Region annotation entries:
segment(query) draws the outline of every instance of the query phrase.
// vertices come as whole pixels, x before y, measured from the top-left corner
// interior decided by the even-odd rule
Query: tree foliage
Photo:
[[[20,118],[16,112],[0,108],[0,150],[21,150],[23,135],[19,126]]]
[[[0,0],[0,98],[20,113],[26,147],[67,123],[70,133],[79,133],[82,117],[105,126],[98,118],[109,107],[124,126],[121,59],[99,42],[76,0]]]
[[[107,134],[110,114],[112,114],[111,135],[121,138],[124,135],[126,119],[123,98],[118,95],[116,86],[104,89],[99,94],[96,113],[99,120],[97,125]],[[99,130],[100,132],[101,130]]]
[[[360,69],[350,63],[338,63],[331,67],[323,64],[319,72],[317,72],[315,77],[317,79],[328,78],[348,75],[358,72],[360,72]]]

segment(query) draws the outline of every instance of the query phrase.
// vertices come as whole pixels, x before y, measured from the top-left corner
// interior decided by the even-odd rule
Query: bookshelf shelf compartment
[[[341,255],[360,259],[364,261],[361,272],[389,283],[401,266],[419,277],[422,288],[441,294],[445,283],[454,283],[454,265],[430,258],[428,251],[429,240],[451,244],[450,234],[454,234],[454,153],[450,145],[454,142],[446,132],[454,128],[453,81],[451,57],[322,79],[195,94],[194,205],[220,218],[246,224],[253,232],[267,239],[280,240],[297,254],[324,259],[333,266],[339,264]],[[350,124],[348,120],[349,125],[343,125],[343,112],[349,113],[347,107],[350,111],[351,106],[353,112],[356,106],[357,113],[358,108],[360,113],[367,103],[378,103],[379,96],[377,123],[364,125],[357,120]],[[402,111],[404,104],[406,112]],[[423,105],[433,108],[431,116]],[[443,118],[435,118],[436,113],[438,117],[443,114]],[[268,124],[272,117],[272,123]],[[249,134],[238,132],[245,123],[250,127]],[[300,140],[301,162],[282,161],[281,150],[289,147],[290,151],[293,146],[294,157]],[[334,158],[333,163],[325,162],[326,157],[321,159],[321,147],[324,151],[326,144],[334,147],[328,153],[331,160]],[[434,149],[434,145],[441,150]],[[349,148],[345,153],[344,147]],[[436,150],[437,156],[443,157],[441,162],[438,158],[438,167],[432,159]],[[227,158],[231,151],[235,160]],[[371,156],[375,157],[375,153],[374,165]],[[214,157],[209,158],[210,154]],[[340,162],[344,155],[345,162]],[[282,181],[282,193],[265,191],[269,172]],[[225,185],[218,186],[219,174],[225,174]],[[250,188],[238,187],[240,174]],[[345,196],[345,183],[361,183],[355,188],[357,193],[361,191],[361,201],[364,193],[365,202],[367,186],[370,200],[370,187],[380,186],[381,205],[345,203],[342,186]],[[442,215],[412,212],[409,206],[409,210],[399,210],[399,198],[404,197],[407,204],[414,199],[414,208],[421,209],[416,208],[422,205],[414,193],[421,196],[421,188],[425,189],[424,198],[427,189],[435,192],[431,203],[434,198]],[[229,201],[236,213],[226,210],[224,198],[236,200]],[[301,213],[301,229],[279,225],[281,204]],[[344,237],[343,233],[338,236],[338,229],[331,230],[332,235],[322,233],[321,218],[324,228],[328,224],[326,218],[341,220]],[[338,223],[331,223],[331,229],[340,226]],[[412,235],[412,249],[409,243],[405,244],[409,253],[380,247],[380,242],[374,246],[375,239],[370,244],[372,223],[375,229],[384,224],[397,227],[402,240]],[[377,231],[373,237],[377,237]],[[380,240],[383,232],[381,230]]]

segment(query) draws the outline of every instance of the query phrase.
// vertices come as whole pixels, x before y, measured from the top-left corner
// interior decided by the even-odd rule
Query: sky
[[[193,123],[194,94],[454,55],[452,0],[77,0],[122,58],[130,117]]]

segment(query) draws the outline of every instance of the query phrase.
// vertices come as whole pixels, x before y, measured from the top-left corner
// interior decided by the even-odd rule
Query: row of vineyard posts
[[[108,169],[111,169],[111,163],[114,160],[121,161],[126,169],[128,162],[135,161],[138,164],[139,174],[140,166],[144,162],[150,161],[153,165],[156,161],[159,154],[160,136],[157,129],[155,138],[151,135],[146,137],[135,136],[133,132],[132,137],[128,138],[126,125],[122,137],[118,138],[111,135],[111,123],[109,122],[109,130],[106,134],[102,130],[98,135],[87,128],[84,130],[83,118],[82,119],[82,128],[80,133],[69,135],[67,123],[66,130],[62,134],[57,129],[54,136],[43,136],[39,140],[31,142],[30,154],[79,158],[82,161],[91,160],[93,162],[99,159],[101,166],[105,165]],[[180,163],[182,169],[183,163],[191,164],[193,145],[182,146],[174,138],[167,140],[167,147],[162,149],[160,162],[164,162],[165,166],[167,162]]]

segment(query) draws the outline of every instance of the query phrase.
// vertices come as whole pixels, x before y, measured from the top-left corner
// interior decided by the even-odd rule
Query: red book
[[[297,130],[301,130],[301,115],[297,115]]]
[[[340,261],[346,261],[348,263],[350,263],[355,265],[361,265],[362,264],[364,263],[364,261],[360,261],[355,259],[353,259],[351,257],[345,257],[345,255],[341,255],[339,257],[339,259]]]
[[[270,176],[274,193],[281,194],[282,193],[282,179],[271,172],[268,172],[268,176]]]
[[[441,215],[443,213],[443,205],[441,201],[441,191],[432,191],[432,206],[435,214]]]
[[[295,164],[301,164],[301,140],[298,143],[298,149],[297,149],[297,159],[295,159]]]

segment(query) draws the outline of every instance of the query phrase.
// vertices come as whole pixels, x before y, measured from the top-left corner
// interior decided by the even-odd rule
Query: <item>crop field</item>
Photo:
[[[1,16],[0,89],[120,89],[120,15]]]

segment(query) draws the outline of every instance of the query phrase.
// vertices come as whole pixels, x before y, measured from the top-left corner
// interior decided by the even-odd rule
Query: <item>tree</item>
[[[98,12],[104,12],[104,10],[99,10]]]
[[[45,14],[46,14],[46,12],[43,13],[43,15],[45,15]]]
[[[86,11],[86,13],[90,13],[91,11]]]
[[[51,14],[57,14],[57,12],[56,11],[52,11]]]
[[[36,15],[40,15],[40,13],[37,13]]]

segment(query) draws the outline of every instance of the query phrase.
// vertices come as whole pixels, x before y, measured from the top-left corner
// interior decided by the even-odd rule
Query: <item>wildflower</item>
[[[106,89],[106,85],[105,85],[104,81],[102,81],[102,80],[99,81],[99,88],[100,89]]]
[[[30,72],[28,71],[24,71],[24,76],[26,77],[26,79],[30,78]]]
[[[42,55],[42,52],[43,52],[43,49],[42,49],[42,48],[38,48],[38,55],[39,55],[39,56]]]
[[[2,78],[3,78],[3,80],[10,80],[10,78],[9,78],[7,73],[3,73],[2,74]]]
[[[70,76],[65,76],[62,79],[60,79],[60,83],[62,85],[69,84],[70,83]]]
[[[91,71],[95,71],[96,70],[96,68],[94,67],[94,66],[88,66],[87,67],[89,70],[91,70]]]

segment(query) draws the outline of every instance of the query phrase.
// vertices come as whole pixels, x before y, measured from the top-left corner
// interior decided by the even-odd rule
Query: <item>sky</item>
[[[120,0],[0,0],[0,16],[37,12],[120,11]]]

==

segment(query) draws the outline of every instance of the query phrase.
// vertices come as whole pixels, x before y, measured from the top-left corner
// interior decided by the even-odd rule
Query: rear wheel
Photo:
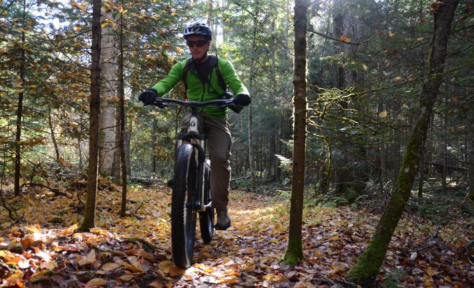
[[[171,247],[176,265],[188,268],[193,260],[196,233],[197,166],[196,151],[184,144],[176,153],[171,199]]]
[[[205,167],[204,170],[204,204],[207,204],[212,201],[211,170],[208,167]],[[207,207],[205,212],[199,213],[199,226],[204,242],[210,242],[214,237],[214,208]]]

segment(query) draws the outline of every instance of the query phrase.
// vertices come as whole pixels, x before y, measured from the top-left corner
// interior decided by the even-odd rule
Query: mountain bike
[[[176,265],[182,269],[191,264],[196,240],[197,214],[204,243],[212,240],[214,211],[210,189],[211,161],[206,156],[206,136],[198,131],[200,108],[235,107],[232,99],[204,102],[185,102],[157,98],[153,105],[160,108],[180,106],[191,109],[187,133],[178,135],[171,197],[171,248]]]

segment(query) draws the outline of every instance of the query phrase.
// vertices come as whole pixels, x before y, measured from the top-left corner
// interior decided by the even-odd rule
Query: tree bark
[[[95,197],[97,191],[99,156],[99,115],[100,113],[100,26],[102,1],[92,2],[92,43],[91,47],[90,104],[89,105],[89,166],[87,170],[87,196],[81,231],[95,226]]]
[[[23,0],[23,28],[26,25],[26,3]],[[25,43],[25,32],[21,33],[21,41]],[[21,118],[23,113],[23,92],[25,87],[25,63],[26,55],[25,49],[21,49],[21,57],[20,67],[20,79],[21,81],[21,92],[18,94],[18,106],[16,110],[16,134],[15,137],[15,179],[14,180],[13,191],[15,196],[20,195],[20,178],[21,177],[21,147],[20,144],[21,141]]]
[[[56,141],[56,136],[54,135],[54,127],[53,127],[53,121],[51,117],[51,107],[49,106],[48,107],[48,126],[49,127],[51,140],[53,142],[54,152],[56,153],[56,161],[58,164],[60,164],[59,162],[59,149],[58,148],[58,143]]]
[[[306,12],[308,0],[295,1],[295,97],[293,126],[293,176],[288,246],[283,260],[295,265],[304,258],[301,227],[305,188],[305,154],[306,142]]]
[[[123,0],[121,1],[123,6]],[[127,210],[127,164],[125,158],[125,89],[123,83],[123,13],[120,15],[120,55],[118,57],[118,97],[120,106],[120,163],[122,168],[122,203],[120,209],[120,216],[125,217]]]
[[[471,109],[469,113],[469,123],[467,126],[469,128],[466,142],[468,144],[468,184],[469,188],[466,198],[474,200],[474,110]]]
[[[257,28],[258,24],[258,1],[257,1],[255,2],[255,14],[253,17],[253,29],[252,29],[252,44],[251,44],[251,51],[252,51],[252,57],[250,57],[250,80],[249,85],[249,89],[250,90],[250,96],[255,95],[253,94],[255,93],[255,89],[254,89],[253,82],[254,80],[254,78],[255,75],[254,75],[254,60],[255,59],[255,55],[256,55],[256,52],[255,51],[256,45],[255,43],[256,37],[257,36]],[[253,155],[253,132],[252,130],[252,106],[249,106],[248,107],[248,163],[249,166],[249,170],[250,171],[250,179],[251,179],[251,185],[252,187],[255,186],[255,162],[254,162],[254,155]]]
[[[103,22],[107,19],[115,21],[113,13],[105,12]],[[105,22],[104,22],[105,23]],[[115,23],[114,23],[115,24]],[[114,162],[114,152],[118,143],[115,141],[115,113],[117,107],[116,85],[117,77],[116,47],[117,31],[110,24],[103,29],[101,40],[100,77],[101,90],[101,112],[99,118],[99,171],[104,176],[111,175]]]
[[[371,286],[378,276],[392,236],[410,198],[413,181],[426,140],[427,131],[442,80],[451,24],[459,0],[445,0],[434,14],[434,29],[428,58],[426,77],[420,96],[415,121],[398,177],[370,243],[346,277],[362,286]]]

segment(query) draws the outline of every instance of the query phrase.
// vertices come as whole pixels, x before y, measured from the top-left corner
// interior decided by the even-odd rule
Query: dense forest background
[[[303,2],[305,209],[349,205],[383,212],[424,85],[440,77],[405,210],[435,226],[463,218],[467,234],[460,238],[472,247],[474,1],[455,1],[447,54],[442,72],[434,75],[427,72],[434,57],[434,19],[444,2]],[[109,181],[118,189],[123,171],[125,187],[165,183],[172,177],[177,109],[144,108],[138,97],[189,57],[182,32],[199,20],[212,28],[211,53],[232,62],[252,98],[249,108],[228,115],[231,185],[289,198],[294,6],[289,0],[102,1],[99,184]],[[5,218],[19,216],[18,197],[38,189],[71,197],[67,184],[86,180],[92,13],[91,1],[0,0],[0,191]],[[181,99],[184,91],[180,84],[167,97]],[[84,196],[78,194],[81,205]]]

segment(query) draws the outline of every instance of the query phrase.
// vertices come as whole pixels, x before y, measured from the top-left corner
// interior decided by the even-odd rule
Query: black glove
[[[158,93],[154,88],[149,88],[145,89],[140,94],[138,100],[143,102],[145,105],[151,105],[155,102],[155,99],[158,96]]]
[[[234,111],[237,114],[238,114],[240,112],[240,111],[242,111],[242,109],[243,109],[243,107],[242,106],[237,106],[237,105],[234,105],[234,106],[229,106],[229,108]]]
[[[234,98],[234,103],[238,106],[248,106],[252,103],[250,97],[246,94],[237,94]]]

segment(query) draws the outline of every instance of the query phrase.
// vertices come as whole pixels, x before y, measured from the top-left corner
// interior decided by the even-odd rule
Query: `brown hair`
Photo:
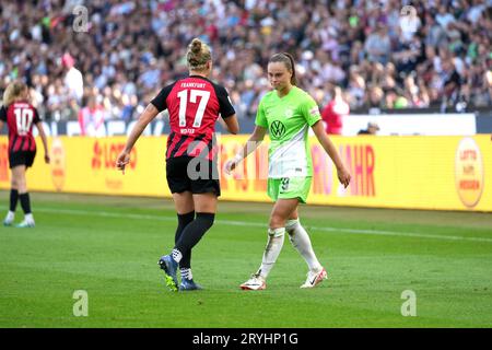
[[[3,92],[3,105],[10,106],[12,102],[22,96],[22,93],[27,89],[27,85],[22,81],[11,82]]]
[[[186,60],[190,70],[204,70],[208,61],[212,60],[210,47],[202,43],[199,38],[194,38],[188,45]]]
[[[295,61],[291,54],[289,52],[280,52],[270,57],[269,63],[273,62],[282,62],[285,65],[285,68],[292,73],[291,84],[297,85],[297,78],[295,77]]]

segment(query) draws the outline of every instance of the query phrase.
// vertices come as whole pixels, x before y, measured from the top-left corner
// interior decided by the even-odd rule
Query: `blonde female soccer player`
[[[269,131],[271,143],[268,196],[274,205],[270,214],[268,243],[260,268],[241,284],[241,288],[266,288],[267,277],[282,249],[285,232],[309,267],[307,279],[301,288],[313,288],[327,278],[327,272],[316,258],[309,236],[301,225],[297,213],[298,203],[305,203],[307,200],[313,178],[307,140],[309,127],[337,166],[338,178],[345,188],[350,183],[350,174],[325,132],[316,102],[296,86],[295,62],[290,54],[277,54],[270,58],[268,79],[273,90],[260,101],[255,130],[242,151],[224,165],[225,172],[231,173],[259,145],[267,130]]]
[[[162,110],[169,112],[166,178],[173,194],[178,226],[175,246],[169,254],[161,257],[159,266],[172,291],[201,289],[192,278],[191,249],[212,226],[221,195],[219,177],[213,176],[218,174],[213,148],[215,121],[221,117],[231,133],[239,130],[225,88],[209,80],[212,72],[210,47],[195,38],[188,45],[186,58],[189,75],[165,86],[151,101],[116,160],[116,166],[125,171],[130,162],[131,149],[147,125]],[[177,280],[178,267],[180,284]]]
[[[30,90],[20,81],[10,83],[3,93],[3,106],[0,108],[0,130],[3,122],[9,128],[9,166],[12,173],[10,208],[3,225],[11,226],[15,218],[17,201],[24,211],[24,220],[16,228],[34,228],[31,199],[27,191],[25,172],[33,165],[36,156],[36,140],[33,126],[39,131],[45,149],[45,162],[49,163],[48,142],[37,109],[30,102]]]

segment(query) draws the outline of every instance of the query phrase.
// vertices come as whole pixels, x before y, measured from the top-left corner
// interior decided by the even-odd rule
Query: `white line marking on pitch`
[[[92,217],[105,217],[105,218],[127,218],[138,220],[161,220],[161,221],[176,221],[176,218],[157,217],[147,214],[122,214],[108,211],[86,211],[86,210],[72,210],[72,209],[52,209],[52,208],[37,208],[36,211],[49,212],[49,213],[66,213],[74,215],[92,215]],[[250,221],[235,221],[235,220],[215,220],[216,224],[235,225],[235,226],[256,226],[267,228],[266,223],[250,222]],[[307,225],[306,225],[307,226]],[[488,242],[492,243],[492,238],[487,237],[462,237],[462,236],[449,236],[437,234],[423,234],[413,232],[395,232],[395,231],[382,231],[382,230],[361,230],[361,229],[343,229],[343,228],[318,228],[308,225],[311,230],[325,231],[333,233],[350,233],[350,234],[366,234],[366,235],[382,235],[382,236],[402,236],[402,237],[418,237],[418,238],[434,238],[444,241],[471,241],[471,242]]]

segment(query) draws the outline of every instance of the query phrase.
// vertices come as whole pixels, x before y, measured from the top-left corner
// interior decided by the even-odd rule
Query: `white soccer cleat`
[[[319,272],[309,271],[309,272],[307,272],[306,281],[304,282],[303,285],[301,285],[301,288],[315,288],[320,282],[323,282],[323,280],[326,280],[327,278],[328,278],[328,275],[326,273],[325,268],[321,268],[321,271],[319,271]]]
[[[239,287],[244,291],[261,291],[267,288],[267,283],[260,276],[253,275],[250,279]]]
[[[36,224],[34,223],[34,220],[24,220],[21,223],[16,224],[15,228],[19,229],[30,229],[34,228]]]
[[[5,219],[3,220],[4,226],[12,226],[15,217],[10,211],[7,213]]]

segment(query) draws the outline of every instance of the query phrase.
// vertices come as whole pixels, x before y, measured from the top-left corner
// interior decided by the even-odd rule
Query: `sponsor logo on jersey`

__Aim__:
Find every line in the records that contains the word "white" and copy each of those lines.

__Written answer__:
Query: `white line marking on pitch`
Query: `white soccer cleat`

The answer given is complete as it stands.